(Saved entries)
------

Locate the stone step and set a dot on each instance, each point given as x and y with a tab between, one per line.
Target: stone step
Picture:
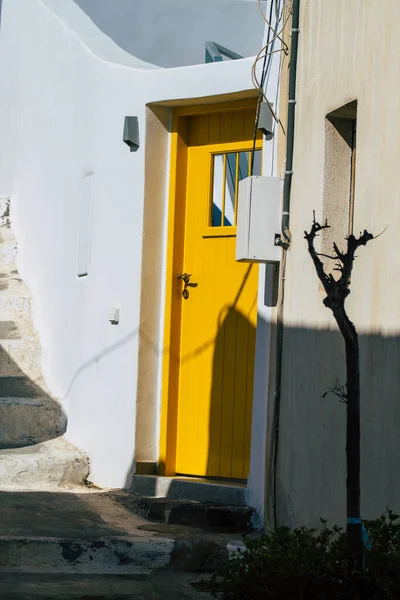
15	307
8	254
87	532
54	463
204	515
28	421
168	584
20	357
12	284
190	488
112	555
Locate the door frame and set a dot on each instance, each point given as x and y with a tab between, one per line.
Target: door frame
174	257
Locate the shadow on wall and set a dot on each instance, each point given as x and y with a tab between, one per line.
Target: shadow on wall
28	414
311	457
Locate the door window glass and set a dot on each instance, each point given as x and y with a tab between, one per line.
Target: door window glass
228	169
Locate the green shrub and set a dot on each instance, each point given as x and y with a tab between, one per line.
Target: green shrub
311	564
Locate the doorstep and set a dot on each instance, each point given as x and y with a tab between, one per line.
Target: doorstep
190	488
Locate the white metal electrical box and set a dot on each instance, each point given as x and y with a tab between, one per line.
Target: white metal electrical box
259	219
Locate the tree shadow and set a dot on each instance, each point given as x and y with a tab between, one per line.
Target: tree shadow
231	397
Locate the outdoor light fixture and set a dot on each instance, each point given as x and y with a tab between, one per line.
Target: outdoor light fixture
266	121
131	133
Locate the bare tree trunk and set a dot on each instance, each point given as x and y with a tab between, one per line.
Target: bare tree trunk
337	290
353	454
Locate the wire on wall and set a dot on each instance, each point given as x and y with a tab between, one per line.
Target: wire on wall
274	33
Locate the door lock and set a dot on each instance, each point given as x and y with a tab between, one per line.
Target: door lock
185	277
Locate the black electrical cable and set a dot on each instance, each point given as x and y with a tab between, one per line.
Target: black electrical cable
260	93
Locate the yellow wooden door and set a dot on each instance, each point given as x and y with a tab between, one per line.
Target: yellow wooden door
218	319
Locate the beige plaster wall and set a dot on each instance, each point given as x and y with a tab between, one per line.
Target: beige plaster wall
348	50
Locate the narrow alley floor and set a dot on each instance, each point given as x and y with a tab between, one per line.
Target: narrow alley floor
87	544
164	584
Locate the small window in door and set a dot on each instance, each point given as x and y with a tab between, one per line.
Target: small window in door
228	169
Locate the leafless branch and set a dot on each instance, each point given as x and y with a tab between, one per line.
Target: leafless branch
338	390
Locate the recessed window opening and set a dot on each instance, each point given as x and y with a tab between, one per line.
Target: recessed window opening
339	175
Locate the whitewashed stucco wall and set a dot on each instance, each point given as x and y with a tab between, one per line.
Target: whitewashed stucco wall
64	91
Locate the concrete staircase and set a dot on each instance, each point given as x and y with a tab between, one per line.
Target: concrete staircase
33	453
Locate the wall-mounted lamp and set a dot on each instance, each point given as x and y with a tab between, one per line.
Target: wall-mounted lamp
266	121
131	133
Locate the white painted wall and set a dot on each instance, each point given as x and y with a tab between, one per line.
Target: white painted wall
64	91
257	482
172	33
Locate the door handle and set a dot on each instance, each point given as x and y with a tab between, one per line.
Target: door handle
185	277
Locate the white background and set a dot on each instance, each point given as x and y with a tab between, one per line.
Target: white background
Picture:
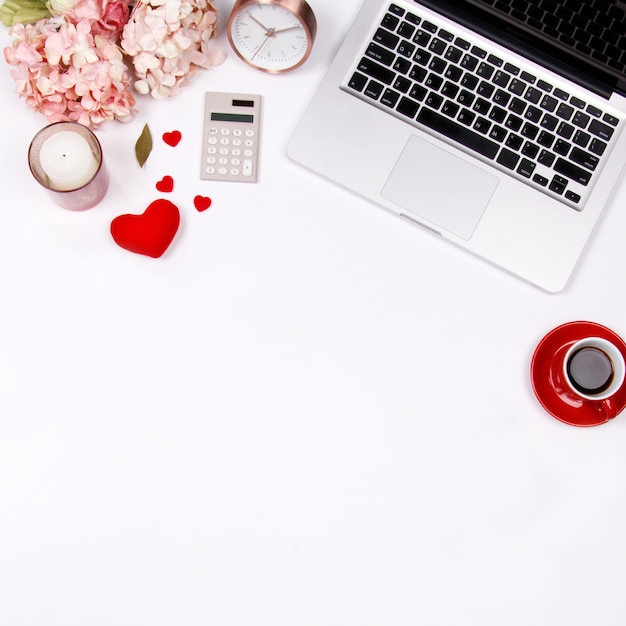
307	412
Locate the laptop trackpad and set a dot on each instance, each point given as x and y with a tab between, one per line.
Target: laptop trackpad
439	187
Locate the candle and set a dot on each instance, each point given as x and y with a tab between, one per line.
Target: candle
67	160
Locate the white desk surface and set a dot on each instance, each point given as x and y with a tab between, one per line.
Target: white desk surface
307	412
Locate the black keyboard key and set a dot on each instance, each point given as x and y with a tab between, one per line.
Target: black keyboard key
373	90
533	114
565	130
434	100
380	54
406	48
357	82
572	171
548	103
565	111
437	46
601	130
595	111
581	138
533	95
453	73
377	71
479	52
517	86
407	107
508	159
572	197
597	146
546	158
402	65
387	39
545	139
459	133
418	93
561	147
501	78
390	21
469	62
498	133
558	185
549	122
485	89
406	30
581	119
585	159
450	108
526	168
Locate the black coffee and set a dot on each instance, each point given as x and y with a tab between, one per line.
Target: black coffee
590	370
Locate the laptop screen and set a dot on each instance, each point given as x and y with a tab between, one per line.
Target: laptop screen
584	40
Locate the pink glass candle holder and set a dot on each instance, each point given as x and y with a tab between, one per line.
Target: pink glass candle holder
66	159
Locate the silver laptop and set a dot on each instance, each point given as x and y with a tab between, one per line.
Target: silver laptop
497	124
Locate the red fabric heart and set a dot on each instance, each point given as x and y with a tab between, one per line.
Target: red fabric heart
149	233
172	138
166	184
202	203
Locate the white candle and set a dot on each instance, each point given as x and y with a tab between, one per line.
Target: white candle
67	160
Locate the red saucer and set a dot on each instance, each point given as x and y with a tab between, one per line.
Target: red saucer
546	375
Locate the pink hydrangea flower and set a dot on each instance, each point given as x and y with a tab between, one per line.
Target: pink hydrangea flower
167	41
66	72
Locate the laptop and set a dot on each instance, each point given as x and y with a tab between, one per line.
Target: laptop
496	124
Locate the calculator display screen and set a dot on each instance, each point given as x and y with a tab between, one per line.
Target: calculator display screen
232	117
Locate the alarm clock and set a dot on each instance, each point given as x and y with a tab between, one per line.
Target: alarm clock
272	35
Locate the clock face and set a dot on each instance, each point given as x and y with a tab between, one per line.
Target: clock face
269	37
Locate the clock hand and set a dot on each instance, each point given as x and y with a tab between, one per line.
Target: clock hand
265	28
282	30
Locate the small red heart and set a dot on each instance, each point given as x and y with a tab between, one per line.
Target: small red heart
149	233
172	138
166	184
202	203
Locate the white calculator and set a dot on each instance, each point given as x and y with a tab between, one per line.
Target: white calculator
230	145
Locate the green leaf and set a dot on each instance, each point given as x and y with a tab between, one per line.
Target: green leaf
143	147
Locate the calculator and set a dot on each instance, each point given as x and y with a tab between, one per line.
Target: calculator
230	143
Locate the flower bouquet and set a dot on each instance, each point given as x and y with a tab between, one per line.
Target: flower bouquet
79	60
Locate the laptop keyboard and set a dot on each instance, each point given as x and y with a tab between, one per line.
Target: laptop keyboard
590	27
431	77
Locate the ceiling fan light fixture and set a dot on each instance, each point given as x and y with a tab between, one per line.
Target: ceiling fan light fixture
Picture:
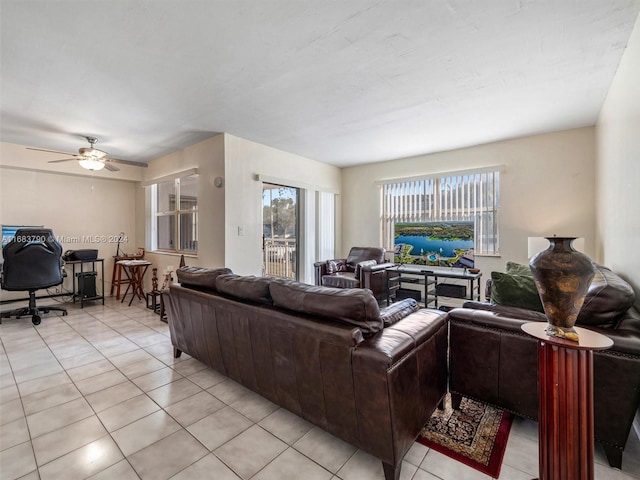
91	164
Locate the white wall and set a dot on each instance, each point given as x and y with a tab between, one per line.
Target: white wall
618	169
547	188
244	161
83	211
238	203
208	158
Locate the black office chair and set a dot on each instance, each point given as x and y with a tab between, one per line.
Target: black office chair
32	260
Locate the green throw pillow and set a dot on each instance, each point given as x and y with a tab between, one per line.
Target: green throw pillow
515	291
514	268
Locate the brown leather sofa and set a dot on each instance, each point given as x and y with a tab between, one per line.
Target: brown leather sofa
494	361
364	267
368	376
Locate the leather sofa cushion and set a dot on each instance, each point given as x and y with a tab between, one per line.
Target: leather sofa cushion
361	265
254	289
353	306
515	291
514	268
608	297
200	278
341	280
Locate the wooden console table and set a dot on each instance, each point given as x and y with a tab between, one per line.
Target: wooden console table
565	402
116	275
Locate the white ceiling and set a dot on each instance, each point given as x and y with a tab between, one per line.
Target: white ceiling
342	82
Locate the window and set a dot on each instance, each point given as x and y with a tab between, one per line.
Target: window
175	215
455	196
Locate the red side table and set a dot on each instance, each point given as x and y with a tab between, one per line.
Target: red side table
565	402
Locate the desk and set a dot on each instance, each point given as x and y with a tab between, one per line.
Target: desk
86	294
429	278
134	270
565	402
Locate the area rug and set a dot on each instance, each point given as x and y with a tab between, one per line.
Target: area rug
475	435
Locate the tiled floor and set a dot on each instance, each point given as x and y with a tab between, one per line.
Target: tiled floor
97	394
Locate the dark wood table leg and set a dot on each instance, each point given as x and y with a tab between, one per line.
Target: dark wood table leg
565	403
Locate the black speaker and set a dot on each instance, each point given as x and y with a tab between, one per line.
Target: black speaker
87	284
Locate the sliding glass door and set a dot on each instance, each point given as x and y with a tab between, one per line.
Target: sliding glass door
280	214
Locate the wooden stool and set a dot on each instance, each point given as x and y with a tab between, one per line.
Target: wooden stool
116	275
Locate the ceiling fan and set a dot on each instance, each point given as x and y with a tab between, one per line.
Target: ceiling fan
91	158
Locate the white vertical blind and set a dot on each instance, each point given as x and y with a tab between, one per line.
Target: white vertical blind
463	197
326	225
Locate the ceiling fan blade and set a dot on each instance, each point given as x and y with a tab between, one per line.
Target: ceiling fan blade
63	160
50	151
126	162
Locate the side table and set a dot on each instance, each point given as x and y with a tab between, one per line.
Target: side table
565	402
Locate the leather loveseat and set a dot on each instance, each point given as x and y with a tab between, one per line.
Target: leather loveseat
364	267
494	361
368	376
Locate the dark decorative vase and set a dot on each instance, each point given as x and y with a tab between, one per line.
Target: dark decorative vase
562	276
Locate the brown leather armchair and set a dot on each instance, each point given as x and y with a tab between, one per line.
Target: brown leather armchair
364	267
492	360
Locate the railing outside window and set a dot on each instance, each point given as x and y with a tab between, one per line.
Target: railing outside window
280	258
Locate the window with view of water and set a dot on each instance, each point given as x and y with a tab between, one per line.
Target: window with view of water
460	196
176	214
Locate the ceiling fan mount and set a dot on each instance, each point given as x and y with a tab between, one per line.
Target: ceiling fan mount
91	158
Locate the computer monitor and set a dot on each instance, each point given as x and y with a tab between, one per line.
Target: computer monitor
9	231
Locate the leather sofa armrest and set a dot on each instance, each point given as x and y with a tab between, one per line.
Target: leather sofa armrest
505	311
490	319
378	267
400	376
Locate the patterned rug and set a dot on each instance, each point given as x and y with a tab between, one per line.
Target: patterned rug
475	435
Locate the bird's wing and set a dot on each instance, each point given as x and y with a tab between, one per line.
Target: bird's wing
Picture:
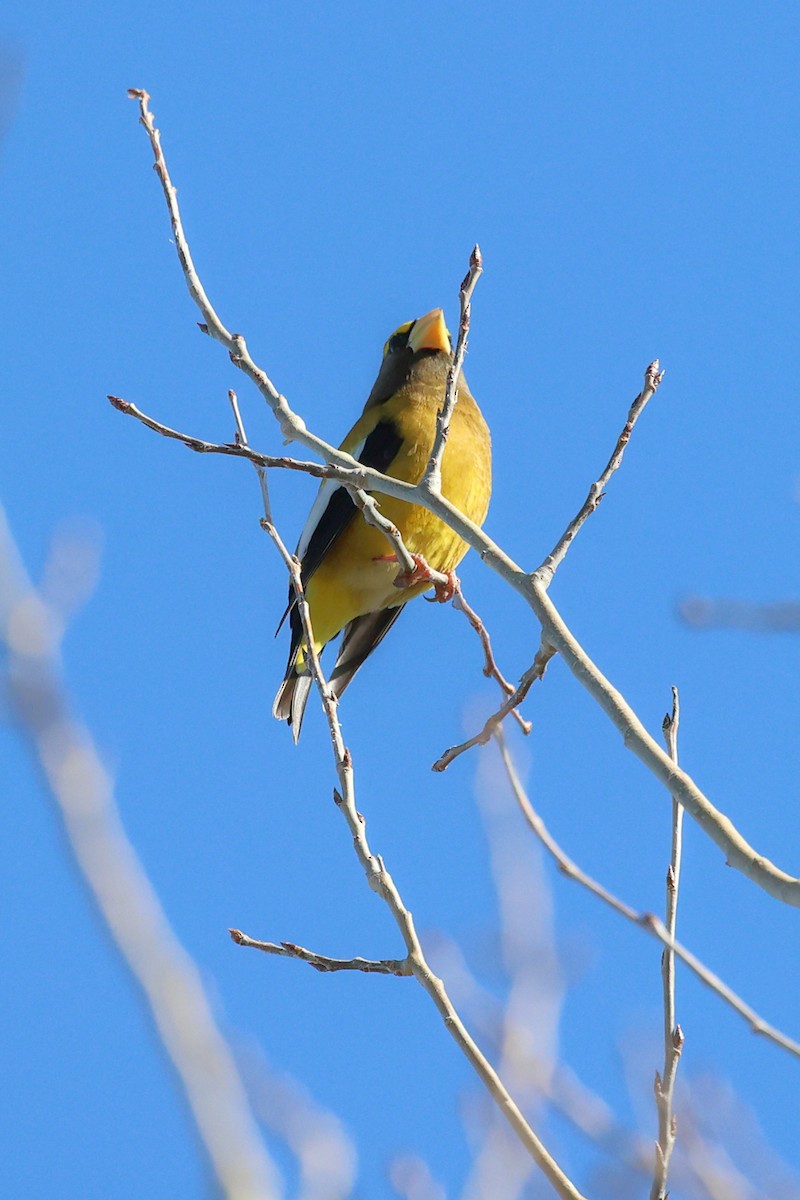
334	509
361	637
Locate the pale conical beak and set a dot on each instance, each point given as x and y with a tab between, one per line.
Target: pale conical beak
429	333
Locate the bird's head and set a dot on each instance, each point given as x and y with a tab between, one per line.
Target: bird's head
420	352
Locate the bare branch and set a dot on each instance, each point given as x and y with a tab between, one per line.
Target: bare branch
322	961
533	588
432	478
491	669
495	720
383	885
653	377
665	1084
645	921
738	851
169	981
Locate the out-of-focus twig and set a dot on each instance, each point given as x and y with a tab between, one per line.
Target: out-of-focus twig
665	1083
645	921
122	893
702	612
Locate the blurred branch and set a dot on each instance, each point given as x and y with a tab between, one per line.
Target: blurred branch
380	880
645	921
665	1083
316	1137
653	377
702	612
122	893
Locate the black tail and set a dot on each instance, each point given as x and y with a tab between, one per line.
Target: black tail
360	639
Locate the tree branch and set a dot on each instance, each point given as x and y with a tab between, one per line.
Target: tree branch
653	378
665	1083
531	587
431	480
124	897
645	921
322	961
383	885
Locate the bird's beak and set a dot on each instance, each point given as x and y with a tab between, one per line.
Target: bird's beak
429	333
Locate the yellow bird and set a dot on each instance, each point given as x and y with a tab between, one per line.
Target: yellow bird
348	570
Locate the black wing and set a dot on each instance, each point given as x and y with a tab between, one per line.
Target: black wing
379	451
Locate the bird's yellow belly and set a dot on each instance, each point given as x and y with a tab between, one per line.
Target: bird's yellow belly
356	579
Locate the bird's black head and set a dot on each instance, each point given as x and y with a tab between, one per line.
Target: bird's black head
420	348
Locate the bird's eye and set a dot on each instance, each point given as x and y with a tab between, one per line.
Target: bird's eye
398	340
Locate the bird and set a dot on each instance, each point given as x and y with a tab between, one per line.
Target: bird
353	583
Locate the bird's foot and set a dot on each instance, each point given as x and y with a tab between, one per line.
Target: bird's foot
445	587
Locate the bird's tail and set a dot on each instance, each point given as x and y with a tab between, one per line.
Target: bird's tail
292	699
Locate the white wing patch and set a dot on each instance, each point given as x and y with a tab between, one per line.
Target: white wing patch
326	490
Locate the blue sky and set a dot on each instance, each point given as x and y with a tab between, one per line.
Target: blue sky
631	174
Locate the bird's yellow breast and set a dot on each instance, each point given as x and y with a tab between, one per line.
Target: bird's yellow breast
354	579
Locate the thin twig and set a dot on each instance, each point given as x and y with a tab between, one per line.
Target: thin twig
491	669
322	961
432	478
665	1083
653	377
647	921
124	895
534	672
739	853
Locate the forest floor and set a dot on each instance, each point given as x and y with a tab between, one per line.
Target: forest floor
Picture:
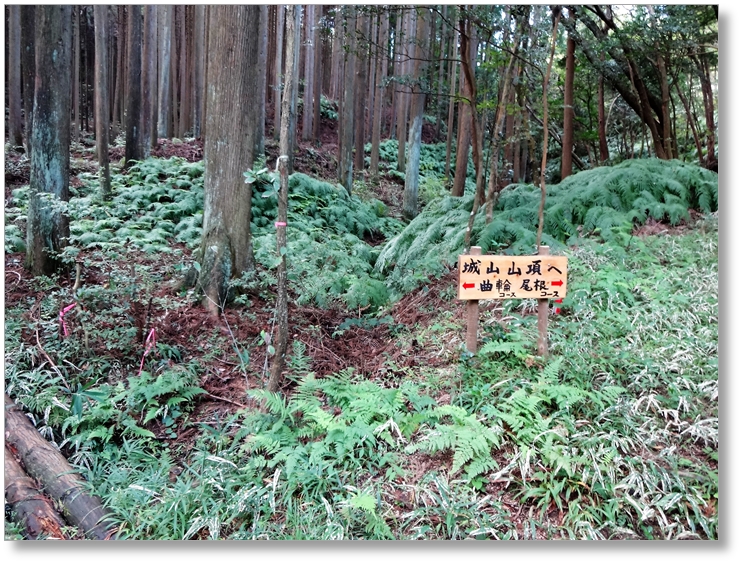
421	338
381	352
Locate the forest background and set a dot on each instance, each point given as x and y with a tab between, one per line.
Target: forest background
390	173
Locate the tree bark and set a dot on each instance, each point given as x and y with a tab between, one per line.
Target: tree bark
451	105
282	321
277	83
317	40
381	56
134	146
199	55
45	463
569	81
463	138
262	77
28	67
149	79
47	227
15	126
602	137
76	56
545	146
102	120
308	97
294	94
412	173
32	509
345	160
164	22
403	98
229	148
359	90
467	70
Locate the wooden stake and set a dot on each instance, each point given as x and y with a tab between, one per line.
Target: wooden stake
543	317
472	315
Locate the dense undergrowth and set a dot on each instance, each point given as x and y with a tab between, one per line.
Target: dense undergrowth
615	436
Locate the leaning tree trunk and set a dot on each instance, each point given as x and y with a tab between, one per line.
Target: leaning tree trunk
345	160
165	22
47	227
149	80
31	508
102	120
360	90
282	319
47	465
229	147
199	34
463	137
412	171
134	148
308	112
28	68
569	81
15	130
381	54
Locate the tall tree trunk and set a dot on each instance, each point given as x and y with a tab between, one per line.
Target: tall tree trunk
262	77
199	55
174	95
545	146
134	150
282	320
379	98
317	40
602	136
76	73
451	104
294	93
345	160
371	82
28	65
149	79
396	69
184	112
229	148
506	99
442	56
337	55
412	173
308	111
102	119
569	80
164	33
360	90
47	227
279	72
463	138
403	98
691	120
468	59
15	127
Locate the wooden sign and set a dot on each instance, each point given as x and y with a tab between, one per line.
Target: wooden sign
494	277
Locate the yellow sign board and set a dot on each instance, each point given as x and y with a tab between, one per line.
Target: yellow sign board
492	277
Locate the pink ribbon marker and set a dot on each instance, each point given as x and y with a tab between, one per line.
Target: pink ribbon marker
148	346
61	318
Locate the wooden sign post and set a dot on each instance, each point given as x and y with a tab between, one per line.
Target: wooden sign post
542	277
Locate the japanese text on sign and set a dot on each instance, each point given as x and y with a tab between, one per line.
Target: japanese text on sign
491	277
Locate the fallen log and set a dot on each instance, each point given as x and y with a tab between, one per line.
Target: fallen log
58	479
32	510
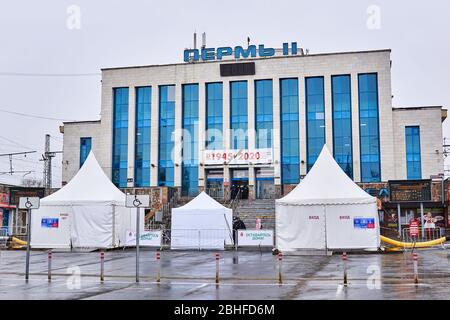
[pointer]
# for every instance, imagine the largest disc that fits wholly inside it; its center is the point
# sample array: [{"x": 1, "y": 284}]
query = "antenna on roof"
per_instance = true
[
  {"x": 195, "y": 40},
  {"x": 203, "y": 40}
]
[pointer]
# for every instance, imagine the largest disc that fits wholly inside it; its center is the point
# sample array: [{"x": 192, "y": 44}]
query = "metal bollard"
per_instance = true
[
  {"x": 217, "y": 268},
  {"x": 416, "y": 267},
  {"x": 102, "y": 267},
  {"x": 344, "y": 259},
  {"x": 280, "y": 260},
  {"x": 49, "y": 265},
  {"x": 158, "y": 266}
]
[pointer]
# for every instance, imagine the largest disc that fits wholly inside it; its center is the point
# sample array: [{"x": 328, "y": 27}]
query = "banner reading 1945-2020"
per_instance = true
[{"x": 244, "y": 156}]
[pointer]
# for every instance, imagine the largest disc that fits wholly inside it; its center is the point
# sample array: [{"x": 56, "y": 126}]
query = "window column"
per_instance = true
[
  {"x": 120, "y": 137},
  {"x": 189, "y": 181},
  {"x": 315, "y": 119},
  {"x": 369, "y": 127},
  {"x": 413, "y": 158}
]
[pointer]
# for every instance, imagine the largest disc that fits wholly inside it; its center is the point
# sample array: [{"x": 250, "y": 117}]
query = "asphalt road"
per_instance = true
[{"x": 249, "y": 275}]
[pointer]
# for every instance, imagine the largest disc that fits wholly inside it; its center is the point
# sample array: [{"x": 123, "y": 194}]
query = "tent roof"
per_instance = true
[
  {"x": 90, "y": 184},
  {"x": 202, "y": 201},
  {"x": 326, "y": 183}
]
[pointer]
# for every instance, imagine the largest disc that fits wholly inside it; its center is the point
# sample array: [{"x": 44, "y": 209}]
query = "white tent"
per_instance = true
[
  {"x": 327, "y": 210},
  {"x": 203, "y": 223},
  {"x": 88, "y": 212}
]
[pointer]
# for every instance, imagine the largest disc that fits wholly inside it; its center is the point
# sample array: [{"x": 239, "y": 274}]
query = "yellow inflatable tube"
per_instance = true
[
  {"x": 422, "y": 244},
  {"x": 18, "y": 241}
]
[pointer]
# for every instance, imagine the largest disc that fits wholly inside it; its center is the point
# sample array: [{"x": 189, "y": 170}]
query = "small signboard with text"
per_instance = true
[
  {"x": 257, "y": 156},
  {"x": 255, "y": 238},
  {"x": 146, "y": 239},
  {"x": 363, "y": 223}
]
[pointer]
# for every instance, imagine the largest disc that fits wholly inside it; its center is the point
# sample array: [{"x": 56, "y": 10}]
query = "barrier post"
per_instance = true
[
  {"x": 416, "y": 267},
  {"x": 217, "y": 268},
  {"x": 280, "y": 260},
  {"x": 102, "y": 269},
  {"x": 344, "y": 259},
  {"x": 49, "y": 265},
  {"x": 158, "y": 266}
]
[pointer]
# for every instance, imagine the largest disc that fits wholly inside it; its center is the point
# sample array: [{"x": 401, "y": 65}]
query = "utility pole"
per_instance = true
[
  {"x": 47, "y": 158},
  {"x": 10, "y": 156}
]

------

* What the exercise asks: Give again, please, precisely the lines that begin the records and run through the line with "Locate the outdoor" in it, keeping both end lines and dropping any pictures.

* Answer for this exercise:
Locate the stone step and set a dot on each instance, each point given as x and y with a tab between, one per line.
Target: stone step
Picture:
15	307
8	254
87	532
54	463
204	515
28	421
168	584
20	357
12	284
190	488
112	555
Locate the door frame and set a dot on each instance, each point given as x and y with a tab between, one per line.
Target: door frame
174	257
Locate the shadow on wall and set a dot on each instance, each point given as x and y with a tab between, one per line.
Target: shadow on wall
28	414
311	457
Locate the door window glass and set a dot on each instance, each point given as x and y with a tab between, one per line.
Target: door window glass
228	169
Locate the green shrub and set a dot on each instance, each point given as x and y with a tab between, one per line.
Target: green shrub
311	564
Locate the doorstep and set a dot on each instance, each point given as x and y with a tab between, one per line.
Target: doorstep
190	488
Locate the white metal electrical box and set a dot on each instance, each point given as x and y with a tab between, one per line.
Target: white metal electrical box
259	219
Locate the tree shadow and set a dot on each instance, each point given as x and y with a tab between, one per line.
Target: tree shadow
231	397
Locate the outdoor light fixture and set a dot on each instance, each point given as x and y with a tab between, one per line.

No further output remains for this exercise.